AIM OF THE TASK:
Find every line below where the string "blurred" shows up, and copy those lines.

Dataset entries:
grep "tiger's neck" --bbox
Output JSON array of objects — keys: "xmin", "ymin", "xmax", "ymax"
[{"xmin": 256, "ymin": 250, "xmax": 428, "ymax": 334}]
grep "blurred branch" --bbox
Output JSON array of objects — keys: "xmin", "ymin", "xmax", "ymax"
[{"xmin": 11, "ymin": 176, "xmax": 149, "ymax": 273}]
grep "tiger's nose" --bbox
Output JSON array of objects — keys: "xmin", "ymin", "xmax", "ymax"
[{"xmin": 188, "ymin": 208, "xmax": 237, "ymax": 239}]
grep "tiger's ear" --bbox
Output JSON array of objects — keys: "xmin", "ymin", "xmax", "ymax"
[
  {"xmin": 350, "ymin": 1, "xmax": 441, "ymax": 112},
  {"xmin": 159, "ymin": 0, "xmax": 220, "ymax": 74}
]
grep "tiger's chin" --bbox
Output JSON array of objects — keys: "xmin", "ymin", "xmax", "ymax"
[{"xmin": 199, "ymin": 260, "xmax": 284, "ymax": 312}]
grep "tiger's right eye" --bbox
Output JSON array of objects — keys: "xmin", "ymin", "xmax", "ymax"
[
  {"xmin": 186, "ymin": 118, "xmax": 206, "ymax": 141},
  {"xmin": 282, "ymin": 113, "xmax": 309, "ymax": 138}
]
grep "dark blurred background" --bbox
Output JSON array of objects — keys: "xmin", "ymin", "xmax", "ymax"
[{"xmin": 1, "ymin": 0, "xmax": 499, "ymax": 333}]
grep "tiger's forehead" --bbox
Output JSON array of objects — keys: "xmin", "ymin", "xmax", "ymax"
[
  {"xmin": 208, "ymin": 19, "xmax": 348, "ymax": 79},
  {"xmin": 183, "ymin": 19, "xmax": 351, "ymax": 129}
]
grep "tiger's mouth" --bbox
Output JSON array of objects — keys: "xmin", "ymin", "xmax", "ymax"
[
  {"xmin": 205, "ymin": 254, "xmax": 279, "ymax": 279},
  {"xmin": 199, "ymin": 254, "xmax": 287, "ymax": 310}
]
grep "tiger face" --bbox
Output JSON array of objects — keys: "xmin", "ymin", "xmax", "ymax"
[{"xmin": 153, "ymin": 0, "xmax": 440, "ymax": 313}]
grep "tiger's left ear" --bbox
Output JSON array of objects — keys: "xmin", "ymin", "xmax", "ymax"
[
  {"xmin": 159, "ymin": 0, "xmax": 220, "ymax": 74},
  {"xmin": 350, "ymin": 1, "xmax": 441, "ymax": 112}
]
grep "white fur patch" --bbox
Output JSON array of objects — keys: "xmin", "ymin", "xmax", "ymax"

SOLVED EXERCISE:
grep "blurred branch" --bbox
grep "dark blurred background" --bbox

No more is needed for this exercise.